┌─ Supplied records
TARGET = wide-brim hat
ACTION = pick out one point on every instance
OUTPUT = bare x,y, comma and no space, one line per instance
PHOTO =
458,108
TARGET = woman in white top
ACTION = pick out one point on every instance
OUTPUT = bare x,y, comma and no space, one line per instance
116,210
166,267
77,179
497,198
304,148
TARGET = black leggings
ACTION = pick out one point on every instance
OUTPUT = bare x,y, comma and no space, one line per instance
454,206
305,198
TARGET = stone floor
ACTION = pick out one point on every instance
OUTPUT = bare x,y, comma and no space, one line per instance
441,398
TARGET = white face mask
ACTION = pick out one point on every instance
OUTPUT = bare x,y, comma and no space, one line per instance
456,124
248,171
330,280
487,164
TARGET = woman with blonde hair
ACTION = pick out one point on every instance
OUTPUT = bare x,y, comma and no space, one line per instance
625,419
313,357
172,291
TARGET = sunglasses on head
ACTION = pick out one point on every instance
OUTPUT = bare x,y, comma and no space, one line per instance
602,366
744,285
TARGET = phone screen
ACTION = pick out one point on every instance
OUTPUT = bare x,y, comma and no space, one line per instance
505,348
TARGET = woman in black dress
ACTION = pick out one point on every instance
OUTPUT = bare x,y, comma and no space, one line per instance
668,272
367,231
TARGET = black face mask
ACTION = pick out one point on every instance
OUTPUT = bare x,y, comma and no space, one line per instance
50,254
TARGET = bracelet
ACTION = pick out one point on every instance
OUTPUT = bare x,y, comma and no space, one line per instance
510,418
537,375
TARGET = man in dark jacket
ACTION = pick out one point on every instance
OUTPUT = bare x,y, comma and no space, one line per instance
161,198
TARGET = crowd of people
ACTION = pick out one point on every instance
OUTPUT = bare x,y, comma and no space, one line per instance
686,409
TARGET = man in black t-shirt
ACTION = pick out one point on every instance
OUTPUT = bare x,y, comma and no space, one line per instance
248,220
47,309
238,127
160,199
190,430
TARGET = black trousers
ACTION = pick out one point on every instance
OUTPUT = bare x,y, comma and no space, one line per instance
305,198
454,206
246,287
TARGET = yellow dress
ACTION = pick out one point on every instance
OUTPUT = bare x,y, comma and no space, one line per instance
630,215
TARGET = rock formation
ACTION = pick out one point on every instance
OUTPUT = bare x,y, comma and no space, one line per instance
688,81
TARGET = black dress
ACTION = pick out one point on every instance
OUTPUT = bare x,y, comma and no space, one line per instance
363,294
└─
┌─ Supplied records
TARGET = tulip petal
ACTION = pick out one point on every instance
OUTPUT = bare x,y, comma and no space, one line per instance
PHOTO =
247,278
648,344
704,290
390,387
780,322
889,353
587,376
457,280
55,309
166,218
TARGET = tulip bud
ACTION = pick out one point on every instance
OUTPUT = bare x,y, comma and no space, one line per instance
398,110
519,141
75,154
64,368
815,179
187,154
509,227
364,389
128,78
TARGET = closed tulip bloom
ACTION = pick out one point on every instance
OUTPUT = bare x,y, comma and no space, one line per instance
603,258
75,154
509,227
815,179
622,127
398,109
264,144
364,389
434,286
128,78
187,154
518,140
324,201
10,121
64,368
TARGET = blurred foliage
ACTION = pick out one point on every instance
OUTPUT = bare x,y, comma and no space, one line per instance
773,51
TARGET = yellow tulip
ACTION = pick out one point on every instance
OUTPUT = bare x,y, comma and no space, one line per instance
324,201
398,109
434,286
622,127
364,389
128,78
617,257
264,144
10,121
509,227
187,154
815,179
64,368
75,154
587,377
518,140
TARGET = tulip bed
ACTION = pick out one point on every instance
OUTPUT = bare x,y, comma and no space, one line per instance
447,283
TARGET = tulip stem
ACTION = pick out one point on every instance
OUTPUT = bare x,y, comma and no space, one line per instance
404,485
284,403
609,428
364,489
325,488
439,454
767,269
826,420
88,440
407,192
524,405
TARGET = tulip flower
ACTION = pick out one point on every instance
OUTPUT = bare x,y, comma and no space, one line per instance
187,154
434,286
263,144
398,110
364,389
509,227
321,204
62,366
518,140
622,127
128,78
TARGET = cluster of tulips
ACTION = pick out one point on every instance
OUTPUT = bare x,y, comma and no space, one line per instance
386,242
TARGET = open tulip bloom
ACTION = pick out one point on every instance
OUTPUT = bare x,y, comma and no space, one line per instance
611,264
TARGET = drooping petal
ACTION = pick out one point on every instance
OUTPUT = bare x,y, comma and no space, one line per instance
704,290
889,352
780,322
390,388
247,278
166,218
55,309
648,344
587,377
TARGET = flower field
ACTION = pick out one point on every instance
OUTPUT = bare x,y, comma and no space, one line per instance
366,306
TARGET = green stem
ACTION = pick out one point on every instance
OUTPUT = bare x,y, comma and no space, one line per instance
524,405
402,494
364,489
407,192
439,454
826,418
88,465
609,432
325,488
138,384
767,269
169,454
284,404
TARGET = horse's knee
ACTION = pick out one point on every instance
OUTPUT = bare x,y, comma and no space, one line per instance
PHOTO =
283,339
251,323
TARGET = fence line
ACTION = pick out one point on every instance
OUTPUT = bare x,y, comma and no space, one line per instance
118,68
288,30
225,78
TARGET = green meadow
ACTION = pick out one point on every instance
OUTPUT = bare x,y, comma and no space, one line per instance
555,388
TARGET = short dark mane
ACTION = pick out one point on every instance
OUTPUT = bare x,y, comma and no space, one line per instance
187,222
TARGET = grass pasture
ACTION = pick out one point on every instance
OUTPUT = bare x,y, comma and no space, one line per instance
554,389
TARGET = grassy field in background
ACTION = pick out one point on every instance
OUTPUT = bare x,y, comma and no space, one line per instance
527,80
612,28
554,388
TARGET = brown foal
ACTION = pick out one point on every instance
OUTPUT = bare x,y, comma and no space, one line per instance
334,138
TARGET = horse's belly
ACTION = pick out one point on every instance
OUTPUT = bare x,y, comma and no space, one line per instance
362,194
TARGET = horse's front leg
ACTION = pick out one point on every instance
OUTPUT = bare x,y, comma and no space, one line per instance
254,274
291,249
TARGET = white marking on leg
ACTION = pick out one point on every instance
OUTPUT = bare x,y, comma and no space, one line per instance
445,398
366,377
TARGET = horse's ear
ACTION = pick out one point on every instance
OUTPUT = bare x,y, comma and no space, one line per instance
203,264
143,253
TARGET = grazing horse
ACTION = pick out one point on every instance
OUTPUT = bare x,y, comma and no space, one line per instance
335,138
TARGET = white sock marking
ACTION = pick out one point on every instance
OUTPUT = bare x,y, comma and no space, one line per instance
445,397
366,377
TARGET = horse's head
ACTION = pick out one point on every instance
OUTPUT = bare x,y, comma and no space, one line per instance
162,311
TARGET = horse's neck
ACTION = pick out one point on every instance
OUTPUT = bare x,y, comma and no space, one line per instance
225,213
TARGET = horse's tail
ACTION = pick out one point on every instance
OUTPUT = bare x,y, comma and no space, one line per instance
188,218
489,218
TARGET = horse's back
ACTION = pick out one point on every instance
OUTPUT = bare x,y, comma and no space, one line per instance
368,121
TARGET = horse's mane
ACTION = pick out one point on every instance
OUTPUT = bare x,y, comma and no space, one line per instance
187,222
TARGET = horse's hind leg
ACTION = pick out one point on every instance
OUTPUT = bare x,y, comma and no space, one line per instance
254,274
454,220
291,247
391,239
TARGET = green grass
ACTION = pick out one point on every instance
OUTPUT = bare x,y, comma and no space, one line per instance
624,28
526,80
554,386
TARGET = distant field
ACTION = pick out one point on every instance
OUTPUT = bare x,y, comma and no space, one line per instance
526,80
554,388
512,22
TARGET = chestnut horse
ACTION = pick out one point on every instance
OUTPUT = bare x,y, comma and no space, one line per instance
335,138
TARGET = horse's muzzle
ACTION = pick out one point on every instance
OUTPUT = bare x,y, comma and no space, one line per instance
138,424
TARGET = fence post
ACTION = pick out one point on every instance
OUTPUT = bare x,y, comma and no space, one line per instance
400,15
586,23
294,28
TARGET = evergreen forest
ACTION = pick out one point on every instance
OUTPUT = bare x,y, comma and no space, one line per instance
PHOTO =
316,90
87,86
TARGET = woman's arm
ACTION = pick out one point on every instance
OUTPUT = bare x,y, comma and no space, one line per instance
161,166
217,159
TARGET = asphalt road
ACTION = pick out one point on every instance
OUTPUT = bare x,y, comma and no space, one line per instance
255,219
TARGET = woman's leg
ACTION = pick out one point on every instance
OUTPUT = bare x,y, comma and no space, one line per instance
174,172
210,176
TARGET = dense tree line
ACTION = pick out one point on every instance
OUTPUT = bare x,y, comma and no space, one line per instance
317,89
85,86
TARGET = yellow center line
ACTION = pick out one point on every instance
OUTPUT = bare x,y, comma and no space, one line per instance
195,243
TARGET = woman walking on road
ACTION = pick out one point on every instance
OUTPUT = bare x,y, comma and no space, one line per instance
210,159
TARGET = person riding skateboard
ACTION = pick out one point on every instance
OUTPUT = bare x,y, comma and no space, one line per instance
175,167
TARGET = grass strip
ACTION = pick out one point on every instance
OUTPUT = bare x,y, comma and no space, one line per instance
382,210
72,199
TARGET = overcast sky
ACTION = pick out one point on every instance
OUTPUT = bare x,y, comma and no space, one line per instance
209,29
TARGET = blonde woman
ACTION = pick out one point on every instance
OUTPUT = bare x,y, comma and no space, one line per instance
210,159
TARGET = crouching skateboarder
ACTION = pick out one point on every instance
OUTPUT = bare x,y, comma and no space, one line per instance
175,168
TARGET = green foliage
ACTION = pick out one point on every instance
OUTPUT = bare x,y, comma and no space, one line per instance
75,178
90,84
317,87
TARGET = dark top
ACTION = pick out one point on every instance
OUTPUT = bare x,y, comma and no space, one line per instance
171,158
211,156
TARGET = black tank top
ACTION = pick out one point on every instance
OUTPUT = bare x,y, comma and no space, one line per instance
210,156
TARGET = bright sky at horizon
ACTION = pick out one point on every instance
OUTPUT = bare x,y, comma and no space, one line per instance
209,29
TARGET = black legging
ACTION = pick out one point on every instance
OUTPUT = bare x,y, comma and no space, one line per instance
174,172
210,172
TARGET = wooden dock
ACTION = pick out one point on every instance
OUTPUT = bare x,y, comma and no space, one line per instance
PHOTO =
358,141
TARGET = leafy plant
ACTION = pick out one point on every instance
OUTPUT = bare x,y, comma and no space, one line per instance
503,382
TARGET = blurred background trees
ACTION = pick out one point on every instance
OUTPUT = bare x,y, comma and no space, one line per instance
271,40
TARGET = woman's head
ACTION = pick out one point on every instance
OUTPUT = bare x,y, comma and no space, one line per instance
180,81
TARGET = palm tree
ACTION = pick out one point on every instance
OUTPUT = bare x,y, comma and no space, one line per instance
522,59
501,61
└─
- _Prompt_: Copy out every line of the listing that contains the string "fence".

- _Exercise output_:
TARGET = fence line
TARGET = fence post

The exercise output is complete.